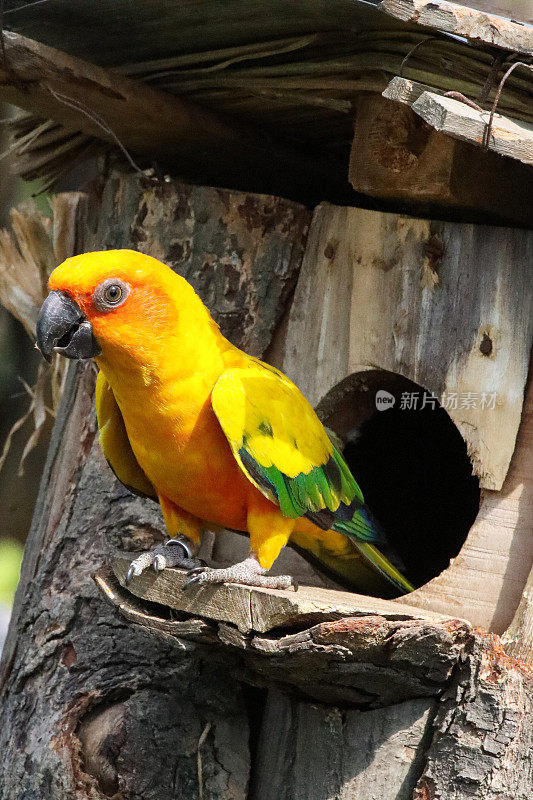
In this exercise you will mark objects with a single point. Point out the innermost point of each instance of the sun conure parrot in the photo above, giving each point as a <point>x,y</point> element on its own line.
<point>218,437</point>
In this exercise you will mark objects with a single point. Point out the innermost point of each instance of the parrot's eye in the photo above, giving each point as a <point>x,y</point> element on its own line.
<point>113,293</point>
<point>110,294</point>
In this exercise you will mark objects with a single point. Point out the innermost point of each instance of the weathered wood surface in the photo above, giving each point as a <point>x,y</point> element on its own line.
<point>518,638</point>
<point>508,137</point>
<point>195,141</point>
<point>422,299</point>
<point>396,155</point>
<point>409,702</point>
<point>486,581</point>
<point>364,300</point>
<point>35,246</point>
<point>241,252</point>
<point>463,21</point>
<point>351,754</point>
<point>252,609</point>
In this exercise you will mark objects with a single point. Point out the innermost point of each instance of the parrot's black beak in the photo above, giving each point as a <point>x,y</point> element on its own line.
<point>63,328</point>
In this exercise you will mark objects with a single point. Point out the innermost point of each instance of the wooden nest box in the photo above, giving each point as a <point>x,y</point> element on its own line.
<point>400,305</point>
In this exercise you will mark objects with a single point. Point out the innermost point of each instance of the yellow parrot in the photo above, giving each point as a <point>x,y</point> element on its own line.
<point>218,437</point>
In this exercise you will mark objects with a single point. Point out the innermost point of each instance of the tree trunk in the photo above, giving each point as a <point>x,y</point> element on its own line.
<point>108,695</point>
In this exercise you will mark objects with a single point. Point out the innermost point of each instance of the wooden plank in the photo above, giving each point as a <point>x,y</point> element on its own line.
<point>518,638</point>
<point>396,155</point>
<point>252,609</point>
<point>508,137</point>
<point>462,21</point>
<point>486,581</point>
<point>87,98</point>
<point>368,296</point>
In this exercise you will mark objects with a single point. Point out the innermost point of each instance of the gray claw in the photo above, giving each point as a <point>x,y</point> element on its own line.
<point>191,582</point>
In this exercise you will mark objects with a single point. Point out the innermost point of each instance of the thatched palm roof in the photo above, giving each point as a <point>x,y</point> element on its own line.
<point>292,68</point>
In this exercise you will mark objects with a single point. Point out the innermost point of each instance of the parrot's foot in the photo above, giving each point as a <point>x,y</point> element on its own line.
<point>178,552</point>
<point>249,572</point>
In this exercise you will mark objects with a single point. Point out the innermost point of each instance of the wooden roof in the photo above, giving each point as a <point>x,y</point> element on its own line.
<point>293,72</point>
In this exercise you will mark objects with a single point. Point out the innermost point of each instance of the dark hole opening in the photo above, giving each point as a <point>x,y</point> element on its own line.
<point>411,464</point>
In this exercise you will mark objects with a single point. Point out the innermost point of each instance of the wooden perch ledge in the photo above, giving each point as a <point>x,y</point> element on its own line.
<point>352,649</point>
<point>253,609</point>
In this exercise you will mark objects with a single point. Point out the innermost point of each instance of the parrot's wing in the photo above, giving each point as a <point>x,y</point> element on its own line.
<point>115,443</point>
<point>283,448</point>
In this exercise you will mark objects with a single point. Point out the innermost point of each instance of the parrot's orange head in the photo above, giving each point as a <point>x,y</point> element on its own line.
<point>114,300</point>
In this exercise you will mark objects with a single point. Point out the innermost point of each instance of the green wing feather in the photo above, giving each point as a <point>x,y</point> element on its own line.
<point>283,448</point>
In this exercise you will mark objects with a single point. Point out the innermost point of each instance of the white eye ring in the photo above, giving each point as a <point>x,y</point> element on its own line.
<point>110,294</point>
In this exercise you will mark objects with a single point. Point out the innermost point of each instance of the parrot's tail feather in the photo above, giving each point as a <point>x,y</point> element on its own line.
<point>365,532</point>
<point>384,567</point>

---------------

• [EXERCISE OBJECTIVE]: The copy must reproduce every entry exactly while excluding all pictures.

• [REPLY]:
In this exercise you will mark objects with a single point. Point out the innermost point of each instance of the sun conure parrot in the photo above, giving each point as a <point>x,y</point> element on its own line.
<point>218,437</point>
In this exercise you will mark objects with a single point. Point out the innermost point of each instance of the parrot's eye in the photo above, giving each point as a <point>x,y</point> element on its own line.
<point>113,293</point>
<point>110,294</point>
In this exercise you will mark objects with a single point. Point out the innermost point of each instance of the weathered wood surface in the photo above, giving each point as a <point>x,y</point> element on its own line.
<point>518,638</point>
<point>508,137</point>
<point>195,141</point>
<point>422,299</point>
<point>396,155</point>
<point>409,702</point>
<point>486,581</point>
<point>364,300</point>
<point>35,246</point>
<point>241,252</point>
<point>463,21</point>
<point>351,754</point>
<point>252,609</point>
In this exercise you will mark objects with a single point. Point out the innermost point of each instance of the parrot's black beak in the photo above, giving each point as a <point>x,y</point> element on its own line.
<point>63,328</point>
In this exercise you will mark objects with a single point. Point out the innermost point of each instance of the wooden nest box in the photo above, giving each point as a <point>x,y</point> element on its own line.
<point>400,305</point>
In this exercise you will mark objects with a single point. Point out the innermost point of each instance of the yellow parrot in the photo above, giving each point as a <point>x,y</point> element on its own line.
<point>218,437</point>
In this exercise you will mark objects with a single point. Point out the innermost point of each instance of the tree trunk in the photo above, giving each point as a <point>x,y</point> element on its own line.
<point>108,695</point>
In this exercise you will mark objects with a single point. Point out the innermost point of each instance of the wooden plank in the photo above, giving each point as a <point>x,y</point> element on its own line.
<point>518,638</point>
<point>396,155</point>
<point>252,609</point>
<point>508,137</point>
<point>462,21</point>
<point>486,581</point>
<point>87,98</point>
<point>368,296</point>
In this exercise you will mark objects with a single point. Point out the innermost point of each instance of the gray claw in the photo above, giving each point as a <point>x,y</point> element on its own line.
<point>191,582</point>
In this exercise you will mark objects with a single point. Point out the innermost point of each instance of the thatched palm roof in the photo above, giving each point as a <point>x,y</point> element on its own line.
<point>292,68</point>
In this exercise you will mark objects with a single point. Point out the innermost point of each instance of the parrot's foot in the photo above, giving each point as a <point>x,y</point> element on its own line.
<point>178,552</point>
<point>249,572</point>
In this exercise you will mark objects with a single point. Point out the innermost point of each instance of the wooden roof in the photo above, giving each point as a <point>x,y</point> element on its own line.
<point>293,72</point>
In this exercise you will mark objects with a single point. Point out the innermost point of each instance of the dark hole opening in the photo above, giving each point as a <point>x,y</point> element on its own line.
<point>411,464</point>
In this exercise you will mark objects with a single point. Point out the innermost point of each instance of the wooden perch ledge in the photo above, giving each point as a <point>x,y</point> element on its own line.
<point>352,649</point>
<point>253,609</point>
In this exercise you will mark objects with a single point. Point out the innermost point of each instance of the parrot's wing in the photo above, giving each point as a <point>x,y</point> element on its own line.
<point>115,443</point>
<point>283,448</point>
In this exercise you will mark objects with a single point. Point out the innermost point of each instance of the parrot's orange head in the photo above, giving each point as a <point>x,y</point> element on its own line.
<point>114,300</point>
In this exercise you will mark objects with a single point. Point out the innermost point of each instance of the green wing feather in the photo above, giving each point as a <point>x,y</point> element on its own line.
<point>283,448</point>
In this exercise you will mark objects with a single point. Point out the innermost point of each instance of the white eye ring in the photo above, giving each point as a <point>x,y</point> element on its own line.
<point>110,294</point>
In this exercise you will mark objects with a single point. Point out the innermost point of each instance of the parrot's tail feather in the photo above, giving each point as a <point>x,y</point> element on its own line.
<point>365,532</point>
<point>384,567</point>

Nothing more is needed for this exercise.